Sabtu, November 9, 2024

Etika digital harus jadi pegangan berselancar di dunia digital

Must read

Lalulintas informasi di era digital hadir dengan begitu cepat dan dengan mudah dapat dikonsumsi oleh masyarakat luas. Dalam konteks masyarakat digital, seseorang bisa menjadi produsen informasi, sekaligus dapat menjadi konsumen informasi. Tentunya fleksibilitas tersebut dalam kehidupan era digital memberi implikasi positif dan negatif.

”Implikasi positif dari kemajuan era digital dapat dilihat dari terbentuknya komunikasi massal melalui beragam aplikasi media sosial di level lokal, nasional dan internasional,” ujar Evi Sopandi saat menjadi narasumber webinar literasi digital yang digelar Kementerian Komunikasi dan Informatika (Kominfo) untuk masyarakat Kabupaten Klaten, Jawa Tengah, Selasa (2/11/2021).

Sedangkan Implikasi negatif dari kemajuan era digital, lanjut Evi, juga memicu berbagai bahaya seperti: maraknya kejahatan virtual seperti hacking/pencurian data penting yang merugikan banyak orang, penipuan online, penyebaran berita hoaks, ujaran kebencian, konten pornografi yang meresahkan, dan informasi negatif lainnya yang belum tentu kebenarannya yang dapat menjadi daya rusak persatuan bangsa.

”Dalam konteks inilah, wacana etika digital menjadi penting untuk dibahas, bagaimana dan dengan cara apa etika digital dapat ditingkatkan dan kembangkan? Supaya kita dapat memproteksi diri kita dari bahaya dunia digital,” ungkap peneliti madya Pulitbang Pendidikan Agama dan Keagamaan Kemenag RI itu.

Menurut Evi, etika yang berasal dari bahasa Yunani ethikos secara terminologis Etika artinya: penggunaaan, karakter, kebiasaan, kecenderungan dan sikap. Dalam bahasa Yunani kuno ethos (bentuk tunggal) artinya kebiasaan, adat, akhlak, watak perasaan.

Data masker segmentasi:
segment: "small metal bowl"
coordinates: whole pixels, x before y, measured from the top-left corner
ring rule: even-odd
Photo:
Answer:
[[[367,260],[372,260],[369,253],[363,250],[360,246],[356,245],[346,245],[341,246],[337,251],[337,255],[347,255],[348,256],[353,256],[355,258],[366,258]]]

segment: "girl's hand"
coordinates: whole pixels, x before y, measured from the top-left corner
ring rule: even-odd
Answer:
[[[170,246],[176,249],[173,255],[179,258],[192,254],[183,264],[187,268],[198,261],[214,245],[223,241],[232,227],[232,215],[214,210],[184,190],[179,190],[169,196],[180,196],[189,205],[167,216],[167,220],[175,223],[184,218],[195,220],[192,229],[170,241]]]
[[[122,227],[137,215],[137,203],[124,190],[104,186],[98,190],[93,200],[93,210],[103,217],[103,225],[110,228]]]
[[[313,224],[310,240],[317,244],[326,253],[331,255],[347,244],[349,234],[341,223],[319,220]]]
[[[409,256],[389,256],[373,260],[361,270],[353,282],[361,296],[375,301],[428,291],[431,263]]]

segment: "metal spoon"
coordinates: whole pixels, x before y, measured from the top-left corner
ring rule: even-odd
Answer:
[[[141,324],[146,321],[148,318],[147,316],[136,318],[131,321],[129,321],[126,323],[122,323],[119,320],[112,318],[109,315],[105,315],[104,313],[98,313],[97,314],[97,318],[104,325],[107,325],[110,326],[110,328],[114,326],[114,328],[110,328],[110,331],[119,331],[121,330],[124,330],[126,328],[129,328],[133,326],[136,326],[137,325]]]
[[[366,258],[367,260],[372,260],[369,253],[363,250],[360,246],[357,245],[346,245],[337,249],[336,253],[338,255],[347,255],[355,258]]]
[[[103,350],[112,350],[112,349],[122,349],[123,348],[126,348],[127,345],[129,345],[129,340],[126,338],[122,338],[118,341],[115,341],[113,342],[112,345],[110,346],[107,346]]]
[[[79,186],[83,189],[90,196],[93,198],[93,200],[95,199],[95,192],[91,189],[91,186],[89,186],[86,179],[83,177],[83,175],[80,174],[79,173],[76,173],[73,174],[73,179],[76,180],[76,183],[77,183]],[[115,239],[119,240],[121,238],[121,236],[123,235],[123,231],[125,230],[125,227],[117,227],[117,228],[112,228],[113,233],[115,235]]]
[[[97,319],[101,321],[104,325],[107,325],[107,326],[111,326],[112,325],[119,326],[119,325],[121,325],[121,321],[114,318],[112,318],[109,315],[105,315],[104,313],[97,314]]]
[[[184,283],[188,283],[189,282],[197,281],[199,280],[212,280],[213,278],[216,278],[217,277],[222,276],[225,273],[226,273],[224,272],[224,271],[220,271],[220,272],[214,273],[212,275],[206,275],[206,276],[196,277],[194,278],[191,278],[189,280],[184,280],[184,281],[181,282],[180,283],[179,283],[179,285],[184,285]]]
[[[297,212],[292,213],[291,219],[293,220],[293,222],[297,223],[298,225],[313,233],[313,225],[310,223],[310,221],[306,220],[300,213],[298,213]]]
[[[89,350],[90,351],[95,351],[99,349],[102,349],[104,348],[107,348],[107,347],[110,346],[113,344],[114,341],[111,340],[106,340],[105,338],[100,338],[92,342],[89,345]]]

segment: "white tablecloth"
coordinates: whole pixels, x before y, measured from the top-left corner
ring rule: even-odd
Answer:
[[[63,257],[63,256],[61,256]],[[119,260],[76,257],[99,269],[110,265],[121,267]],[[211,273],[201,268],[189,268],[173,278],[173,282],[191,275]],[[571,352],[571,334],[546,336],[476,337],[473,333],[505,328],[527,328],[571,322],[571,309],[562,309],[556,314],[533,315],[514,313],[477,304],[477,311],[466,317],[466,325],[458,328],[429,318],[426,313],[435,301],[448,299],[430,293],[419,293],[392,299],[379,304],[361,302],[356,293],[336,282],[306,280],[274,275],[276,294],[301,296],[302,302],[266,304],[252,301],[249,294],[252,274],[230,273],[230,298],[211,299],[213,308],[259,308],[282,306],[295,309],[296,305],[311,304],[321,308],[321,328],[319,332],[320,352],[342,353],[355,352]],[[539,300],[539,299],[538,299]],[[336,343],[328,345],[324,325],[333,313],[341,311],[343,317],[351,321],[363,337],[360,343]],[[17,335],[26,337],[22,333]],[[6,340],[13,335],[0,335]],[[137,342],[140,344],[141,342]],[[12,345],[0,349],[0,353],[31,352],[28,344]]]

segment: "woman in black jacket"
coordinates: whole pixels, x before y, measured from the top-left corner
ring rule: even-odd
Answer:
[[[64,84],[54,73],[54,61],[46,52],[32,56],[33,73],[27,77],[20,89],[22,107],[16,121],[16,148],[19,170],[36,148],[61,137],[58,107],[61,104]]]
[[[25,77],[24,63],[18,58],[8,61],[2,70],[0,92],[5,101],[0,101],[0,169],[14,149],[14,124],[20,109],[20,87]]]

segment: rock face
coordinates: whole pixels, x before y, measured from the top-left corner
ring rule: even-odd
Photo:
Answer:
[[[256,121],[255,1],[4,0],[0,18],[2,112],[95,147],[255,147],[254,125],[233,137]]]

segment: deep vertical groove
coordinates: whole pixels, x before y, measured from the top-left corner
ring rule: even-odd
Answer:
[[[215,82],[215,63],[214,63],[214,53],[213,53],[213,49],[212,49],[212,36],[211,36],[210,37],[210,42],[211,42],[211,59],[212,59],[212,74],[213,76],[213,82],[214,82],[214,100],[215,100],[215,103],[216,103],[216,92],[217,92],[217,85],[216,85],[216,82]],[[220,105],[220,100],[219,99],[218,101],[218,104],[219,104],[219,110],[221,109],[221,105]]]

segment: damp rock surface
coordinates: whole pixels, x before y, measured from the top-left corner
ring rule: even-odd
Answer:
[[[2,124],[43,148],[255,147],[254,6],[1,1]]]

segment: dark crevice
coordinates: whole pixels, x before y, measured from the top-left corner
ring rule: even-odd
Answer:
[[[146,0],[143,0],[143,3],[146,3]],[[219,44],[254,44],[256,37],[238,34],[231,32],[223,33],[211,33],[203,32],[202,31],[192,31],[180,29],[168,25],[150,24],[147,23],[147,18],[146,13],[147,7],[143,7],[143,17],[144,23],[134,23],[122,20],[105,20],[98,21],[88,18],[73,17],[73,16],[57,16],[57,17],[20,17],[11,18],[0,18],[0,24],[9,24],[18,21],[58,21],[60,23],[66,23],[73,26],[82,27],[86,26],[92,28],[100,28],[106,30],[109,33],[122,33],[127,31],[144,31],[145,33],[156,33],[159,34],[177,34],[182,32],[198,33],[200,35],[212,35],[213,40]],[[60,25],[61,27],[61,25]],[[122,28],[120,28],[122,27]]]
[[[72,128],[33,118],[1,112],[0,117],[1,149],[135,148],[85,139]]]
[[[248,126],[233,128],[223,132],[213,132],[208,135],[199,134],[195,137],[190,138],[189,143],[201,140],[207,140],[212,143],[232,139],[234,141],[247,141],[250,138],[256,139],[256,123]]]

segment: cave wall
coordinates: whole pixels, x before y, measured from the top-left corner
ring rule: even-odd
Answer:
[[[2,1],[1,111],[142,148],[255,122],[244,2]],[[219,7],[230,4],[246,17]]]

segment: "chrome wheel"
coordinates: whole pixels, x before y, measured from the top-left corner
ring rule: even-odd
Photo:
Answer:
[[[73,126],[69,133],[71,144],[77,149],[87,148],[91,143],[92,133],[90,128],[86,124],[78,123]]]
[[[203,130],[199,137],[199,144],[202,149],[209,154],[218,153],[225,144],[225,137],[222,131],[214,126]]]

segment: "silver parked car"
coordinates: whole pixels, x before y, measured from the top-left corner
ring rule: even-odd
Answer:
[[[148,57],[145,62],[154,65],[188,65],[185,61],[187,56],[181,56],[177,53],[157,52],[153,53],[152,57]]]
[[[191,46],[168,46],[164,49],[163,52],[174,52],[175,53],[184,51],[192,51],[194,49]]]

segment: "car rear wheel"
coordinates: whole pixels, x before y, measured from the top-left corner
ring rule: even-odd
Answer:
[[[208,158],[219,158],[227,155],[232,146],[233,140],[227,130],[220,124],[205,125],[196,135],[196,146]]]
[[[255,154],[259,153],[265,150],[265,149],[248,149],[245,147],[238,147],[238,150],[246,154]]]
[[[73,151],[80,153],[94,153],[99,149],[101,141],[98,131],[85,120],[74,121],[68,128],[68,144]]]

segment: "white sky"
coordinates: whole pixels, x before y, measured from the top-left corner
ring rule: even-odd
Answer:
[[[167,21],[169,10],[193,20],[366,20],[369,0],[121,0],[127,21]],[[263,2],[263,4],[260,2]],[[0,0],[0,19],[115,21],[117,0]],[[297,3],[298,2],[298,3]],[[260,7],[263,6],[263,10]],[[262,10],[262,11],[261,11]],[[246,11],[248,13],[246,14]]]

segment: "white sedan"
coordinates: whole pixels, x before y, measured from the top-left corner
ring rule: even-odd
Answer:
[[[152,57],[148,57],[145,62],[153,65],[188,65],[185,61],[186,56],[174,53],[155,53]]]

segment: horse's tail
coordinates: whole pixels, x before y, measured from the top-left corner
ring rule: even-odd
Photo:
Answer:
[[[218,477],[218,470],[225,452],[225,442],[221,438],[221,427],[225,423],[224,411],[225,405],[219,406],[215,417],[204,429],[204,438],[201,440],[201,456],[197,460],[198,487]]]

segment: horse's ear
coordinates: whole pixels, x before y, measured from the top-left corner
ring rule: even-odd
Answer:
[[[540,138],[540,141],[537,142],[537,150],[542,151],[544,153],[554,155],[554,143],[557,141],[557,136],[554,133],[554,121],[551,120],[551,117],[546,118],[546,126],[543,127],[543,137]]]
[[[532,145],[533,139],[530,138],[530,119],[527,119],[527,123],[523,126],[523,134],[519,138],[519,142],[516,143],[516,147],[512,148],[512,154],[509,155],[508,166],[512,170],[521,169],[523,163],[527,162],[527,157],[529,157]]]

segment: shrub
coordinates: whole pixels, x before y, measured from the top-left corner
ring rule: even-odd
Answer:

Bagian latihan -
a) Jawab pertanyaan berikut berdasarkan artikel tentang etika digital.
(i) Instansi apa yang menggelar webinar literasi digital tempat Evi Sopandi menjadi narasumber?
(ii) Dalam konteks masyarakat digital, seseorang bisa menjadi apa saja?
(iii) Apa arti ethos dalam bahasa Yunani kuno?
b) Tuliskan kembali tanpa perubahan bagian artikel tentang etika digital yang dibuka dengan kata-kata "Lalulintas informasi di" dan ditutup dengan "positif dan negatif.".
c) Sebutkan semua level terbentuknya komunikasi massal melalui aplikasi media sosial yang disebut dalam artikel tentang etika digital.

Jawaban -
a)
(i) Kementerian Komunikasi dan Informatika (Kominfo).
(ii) Produsen informasi sekaligus konsumen informasi.
(iii) Kebiasaan, adat, akhlak, watak perasaan.

b)
Lalulintas informasi di era digital hadir dengan begitu cepat dan dengan mudah dapat dikonsumsi oleh masyarakat luas. Dalam konteks masyarakat digital, seseorang bisa menjadi produsen informasi, sekaligus dapat menjadi konsumen informasi. Tentunya fleksibilitas tersebut dalam kehidupan era digital memberi implikasi positif dan negatif.

c) Lokal, nasional, internasional